::: TEXT UNDER STUDY

Interactive Demo

The Agentic Loop

AI agents work by repeating a fundamental cycle: reason about the task, take an action, observe the result, and decide what to do next. This is the agentic loop.

Think Act Observe
Agent State Idle
Think Act Observe
Speed 3x
Scenario
"Find the current weather in Tokyo and recommend what to wear today."
Agent Transcript
Press Run Agent to begin the simulation

The Three Phases

Every iteration of the agentic loop follows the same three-step pattern, regardless of the task complexity.

Think

The agent reasons about its current state and decides what to do next. It considers the goal, what it has learned so far, and which tools are available.

"I need weather data. I should call the weather API for Tokyo."

Act

The agent executes an action -- calling a tool, running code, searching the web, or writing a file. This is where the agent interacts with the external world.

get_weather(city="Tokyo", units="celsius")

Observe

The agent reads the result of its action and integrates the new information. It decides whether the task is complete or if another iteration is needed.

Result: 14C, partly cloudy, 60% humidity, wind 12 km/h

How It Comes Together

1
User Prompt
The user describes a task in natural language.
2
Loop Begins
The agent enters the Think-Act-Observe cycle.
3
Iterations
Each loop gathers information and makes progress.
4
Final Answer
The agent delivers a complete response to the user.

::::::

- **WORK TASK 1**: Restate word for word the part of the agentic loop page from "The Three Phases" up to and including "the external world.".
- **WORK TASK 2**: Take the agentic loop page further, starting right after its last line.
The listing plays no part in this work.

::: GIVEN DATA

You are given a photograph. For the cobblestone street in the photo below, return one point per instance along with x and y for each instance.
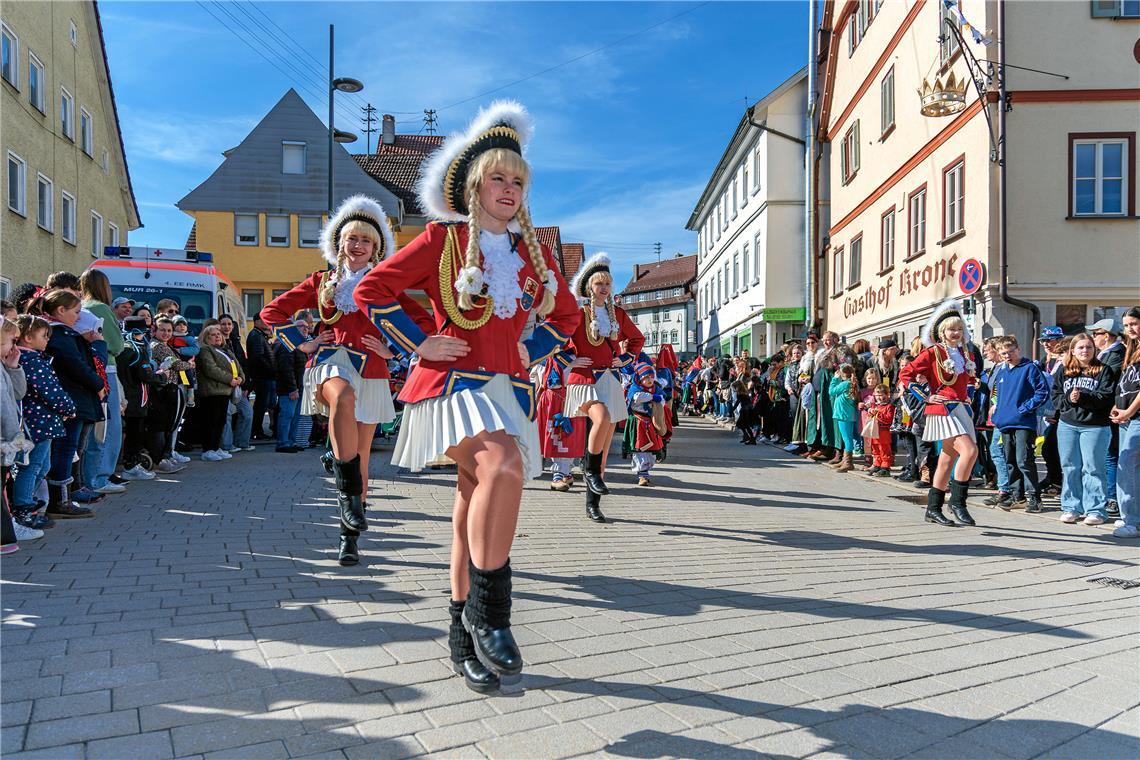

::::::

- **ANSWER BOX 1**:
The Three Phases

Every iteration of the agentic loop follows the same three-step pattern, regardless of the task complexity.

Think

The agent reasons about its current state and decides what to do next. It considers the goal, what it has learned so far, and which tools are available.

"I need weather data. I should call the weather API for Tokyo."

Act

The agent executes an action -- calling a tool, running code, searching the web, or writing a file. This is where the agent interacts with the external world.

- **ANSWER BOX 2**:
Deep Dive

Go beyond the demo. Explore the patterns, code, and lessons behind building reliable AI agents.

The ReAct (Reasoning + Acting) pattern is the backbone of modern AI agents. Introduced by Yao et al. in 2022, it interleaves chain-of-thought reasoning with concrete tool use. Instead of generating a plan all at once and hoping for the best, a ReAct agent reasons one step at a time, executes that step, and feeds the result back into its next round of reasoning. This tight loop lets the agent recover from mistakes, adapt to unexpected data, and build up answers incrementally.

The pattern works because it mirrors how humans solve unfamiliar problems: we think about what to do, try something, look at the outcome, and adjust. By making each of these stages explicit and observable, ReAct agents become far more debuggable than end-to-end black-box systems. You can inspect the agent's reasoning trace, see exactly which tool calls it made and why, and pinpoint where things went wrong when they do.

A key insight is that the "Think" step is not optional filler -- it is where the agent decides which tool to call and why, formulates hypotheses about what the result might look like, and maintains a running mental model of progress toward the goal. Skipping the reasoning step leads to agents that thrash between tools without converging on a solution.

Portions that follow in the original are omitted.